--- Start Information provided ---
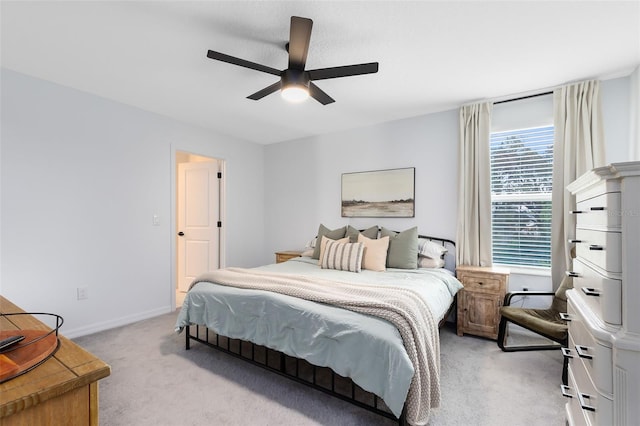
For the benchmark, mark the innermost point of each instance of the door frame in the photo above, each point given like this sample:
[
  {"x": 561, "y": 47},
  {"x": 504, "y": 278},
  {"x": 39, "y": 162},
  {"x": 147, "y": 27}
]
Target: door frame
[{"x": 173, "y": 208}]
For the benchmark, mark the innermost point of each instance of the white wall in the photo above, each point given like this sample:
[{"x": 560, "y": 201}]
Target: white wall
[
  {"x": 82, "y": 177},
  {"x": 634, "y": 116},
  {"x": 303, "y": 176}
]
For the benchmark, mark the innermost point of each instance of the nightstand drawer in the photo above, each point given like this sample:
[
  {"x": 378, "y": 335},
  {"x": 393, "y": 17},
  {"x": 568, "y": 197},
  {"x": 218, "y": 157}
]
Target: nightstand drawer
[
  {"x": 600, "y": 248},
  {"x": 479, "y": 302},
  {"x": 602, "y": 294},
  {"x": 481, "y": 283},
  {"x": 602, "y": 211}
]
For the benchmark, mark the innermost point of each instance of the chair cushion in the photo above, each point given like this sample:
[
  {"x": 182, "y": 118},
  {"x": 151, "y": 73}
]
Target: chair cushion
[{"x": 539, "y": 320}]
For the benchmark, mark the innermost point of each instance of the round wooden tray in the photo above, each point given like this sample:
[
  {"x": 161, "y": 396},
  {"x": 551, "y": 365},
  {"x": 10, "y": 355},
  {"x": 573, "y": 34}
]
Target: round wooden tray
[{"x": 36, "y": 348}]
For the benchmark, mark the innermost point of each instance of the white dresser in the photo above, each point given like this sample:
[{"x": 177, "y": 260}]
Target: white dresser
[{"x": 604, "y": 306}]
--- End Information provided ---
All of the material above is to be copied exactly, except for its images.

* Response below
For the benchmark, mark the innermost point of each instance of the door frame in the photo above, each point given like this sample:
[
  {"x": 561, "y": 47},
  {"x": 504, "y": 278},
  {"x": 39, "y": 162},
  {"x": 147, "y": 27}
]
Target: door frame
[{"x": 173, "y": 208}]
For the benchmark, mark the innermost point of each instance of the white wall in the photo above, each point given like this sample:
[{"x": 560, "y": 201}]
Target: white wall
[
  {"x": 82, "y": 177},
  {"x": 634, "y": 116},
  {"x": 303, "y": 176}
]
For the benchmark, mark the innermost point of each instance of the nightstand drawer in the photo above, each point given like this sample:
[
  {"x": 378, "y": 335},
  {"x": 393, "y": 17},
  {"x": 568, "y": 197},
  {"x": 218, "y": 157}
]
Target: nightstand drawer
[
  {"x": 600, "y": 248},
  {"x": 479, "y": 302},
  {"x": 602, "y": 294},
  {"x": 481, "y": 283},
  {"x": 602, "y": 211}
]
For the benchmark, mark the innermost point of each instance of the chair cushion in the photo above, each point given like this sample:
[
  {"x": 182, "y": 118},
  {"x": 151, "y": 73}
]
Target: chair cushion
[{"x": 539, "y": 320}]
For the benchmark, mark the innermost point of each instance of the round wooden tray in the photo above, each point given like this sample:
[
  {"x": 161, "y": 396},
  {"x": 551, "y": 365},
  {"x": 10, "y": 355},
  {"x": 573, "y": 34}
]
Target: round wooden tray
[{"x": 36, "y": 348}]
For the benchmark, mark the innermost point of each instance of the white dresser in the photo above, each point given like this sample:
[{"x": 177, "y": 260}]
Target: white dresser
[{"x": 604, "y": 306}]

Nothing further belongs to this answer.